▸ STATED GOAL: How many lines of the listing below contain the string "woman"? Uppercase and lowercase letters count as different, and the reply should be only the number.

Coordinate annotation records
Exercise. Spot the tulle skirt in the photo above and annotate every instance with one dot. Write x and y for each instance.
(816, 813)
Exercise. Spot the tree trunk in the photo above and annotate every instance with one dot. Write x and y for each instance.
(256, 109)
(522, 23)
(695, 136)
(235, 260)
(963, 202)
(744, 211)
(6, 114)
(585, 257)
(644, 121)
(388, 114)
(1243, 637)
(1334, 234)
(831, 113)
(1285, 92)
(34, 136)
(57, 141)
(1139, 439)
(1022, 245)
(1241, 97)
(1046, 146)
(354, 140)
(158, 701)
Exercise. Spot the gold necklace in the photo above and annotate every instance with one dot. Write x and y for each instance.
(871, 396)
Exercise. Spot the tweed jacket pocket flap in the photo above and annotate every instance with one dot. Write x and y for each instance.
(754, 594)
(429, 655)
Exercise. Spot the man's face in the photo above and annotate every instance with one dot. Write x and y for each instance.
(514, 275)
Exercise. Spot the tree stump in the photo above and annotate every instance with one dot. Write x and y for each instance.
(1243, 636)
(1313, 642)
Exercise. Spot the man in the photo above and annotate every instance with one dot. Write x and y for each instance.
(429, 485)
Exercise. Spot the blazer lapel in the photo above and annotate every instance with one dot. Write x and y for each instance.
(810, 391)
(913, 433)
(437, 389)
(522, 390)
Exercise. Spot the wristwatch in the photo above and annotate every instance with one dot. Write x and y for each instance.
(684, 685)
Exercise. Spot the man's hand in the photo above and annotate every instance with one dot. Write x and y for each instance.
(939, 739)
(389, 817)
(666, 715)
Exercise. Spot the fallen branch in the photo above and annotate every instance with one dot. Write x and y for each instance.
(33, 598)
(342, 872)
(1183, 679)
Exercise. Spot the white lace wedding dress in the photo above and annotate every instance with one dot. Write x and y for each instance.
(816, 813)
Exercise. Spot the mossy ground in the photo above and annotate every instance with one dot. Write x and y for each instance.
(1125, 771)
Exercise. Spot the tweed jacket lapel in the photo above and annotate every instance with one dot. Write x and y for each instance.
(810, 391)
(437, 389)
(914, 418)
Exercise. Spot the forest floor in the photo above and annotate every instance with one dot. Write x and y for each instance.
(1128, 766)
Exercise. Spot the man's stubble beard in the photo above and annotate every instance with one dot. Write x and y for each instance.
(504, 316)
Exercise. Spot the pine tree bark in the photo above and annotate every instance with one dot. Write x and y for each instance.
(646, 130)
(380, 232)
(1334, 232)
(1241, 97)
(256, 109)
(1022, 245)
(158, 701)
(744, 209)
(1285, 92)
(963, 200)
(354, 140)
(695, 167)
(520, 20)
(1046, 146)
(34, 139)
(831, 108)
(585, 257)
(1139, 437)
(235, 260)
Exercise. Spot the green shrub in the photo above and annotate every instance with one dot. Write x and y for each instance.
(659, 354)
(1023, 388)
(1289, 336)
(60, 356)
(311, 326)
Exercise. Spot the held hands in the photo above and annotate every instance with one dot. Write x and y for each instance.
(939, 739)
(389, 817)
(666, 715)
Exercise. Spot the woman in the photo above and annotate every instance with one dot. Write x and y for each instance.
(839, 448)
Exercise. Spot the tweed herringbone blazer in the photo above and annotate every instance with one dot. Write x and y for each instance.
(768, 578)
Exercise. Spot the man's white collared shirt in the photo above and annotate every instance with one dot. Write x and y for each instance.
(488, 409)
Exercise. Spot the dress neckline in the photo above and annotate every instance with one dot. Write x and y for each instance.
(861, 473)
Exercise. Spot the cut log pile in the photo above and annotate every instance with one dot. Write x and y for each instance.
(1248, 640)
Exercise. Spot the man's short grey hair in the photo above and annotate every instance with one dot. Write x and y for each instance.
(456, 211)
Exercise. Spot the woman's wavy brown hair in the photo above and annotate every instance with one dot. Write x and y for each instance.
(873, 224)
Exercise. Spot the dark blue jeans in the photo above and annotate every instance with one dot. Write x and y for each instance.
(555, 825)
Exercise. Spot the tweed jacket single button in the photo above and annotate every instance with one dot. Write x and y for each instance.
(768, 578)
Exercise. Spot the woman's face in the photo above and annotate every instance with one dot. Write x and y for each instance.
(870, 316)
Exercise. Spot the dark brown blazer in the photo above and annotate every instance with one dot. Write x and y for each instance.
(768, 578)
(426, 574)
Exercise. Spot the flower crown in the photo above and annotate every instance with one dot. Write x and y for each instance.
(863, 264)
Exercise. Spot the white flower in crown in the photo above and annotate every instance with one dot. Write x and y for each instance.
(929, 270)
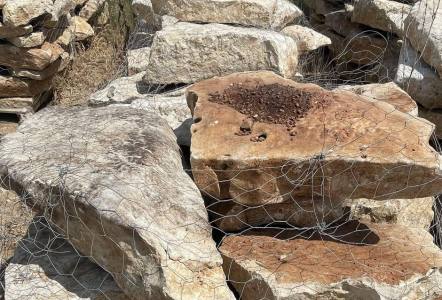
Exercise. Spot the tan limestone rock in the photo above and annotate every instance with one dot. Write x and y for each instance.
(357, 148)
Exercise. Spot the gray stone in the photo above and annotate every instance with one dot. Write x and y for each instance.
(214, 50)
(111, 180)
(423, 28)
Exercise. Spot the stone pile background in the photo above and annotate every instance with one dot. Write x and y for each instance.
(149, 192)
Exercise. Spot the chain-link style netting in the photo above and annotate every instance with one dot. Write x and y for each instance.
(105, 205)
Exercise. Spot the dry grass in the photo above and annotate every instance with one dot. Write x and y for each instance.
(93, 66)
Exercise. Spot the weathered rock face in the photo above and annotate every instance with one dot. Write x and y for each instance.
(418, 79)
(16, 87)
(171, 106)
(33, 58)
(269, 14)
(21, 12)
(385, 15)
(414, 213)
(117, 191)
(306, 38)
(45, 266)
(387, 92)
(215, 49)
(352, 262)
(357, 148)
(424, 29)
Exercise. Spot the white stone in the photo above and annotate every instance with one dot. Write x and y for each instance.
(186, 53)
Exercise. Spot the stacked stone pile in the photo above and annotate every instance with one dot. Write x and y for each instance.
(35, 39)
--
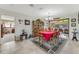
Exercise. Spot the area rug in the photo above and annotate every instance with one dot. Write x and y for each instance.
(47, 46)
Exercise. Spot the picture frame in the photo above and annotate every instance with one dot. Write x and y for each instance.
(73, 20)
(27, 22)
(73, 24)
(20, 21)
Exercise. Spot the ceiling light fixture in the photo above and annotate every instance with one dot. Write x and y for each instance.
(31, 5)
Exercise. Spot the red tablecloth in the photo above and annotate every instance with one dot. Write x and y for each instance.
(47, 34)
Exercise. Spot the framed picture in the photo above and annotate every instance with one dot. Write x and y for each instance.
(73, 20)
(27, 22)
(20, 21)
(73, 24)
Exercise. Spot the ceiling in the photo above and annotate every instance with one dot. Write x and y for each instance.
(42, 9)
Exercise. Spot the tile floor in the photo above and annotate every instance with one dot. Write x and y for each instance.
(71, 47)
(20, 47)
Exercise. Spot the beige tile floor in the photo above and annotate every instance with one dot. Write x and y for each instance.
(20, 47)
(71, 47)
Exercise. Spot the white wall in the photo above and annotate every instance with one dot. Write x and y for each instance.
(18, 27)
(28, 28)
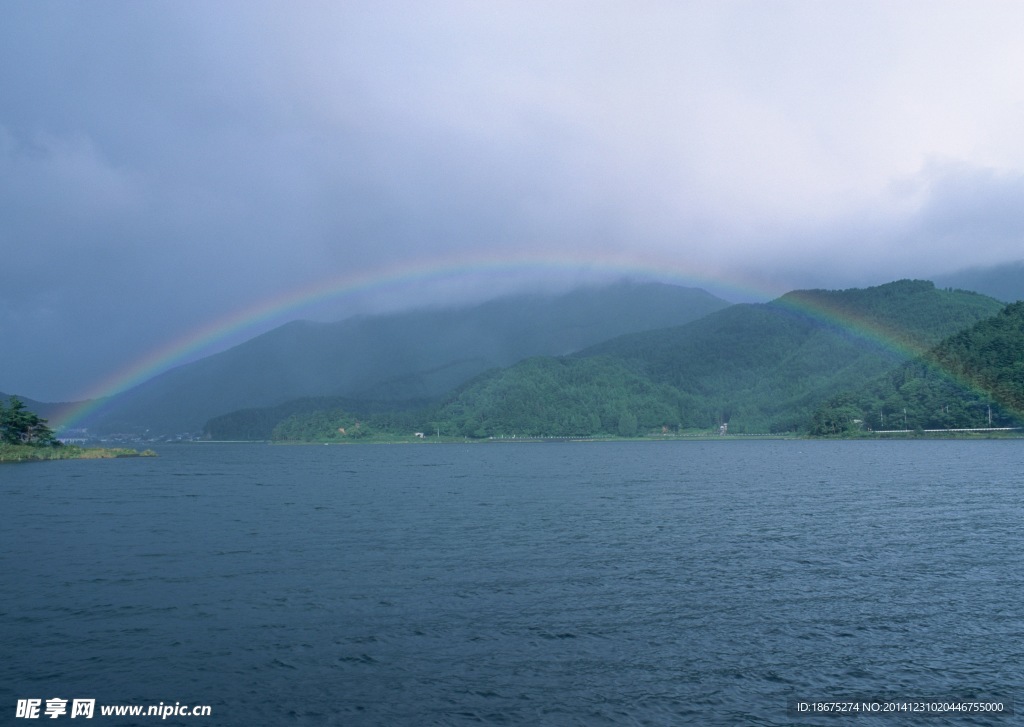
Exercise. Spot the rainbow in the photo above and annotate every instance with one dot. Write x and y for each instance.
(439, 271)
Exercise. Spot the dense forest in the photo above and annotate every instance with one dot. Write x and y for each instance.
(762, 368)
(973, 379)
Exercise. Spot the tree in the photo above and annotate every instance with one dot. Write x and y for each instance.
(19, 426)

▸ COMPLETED TASK: 3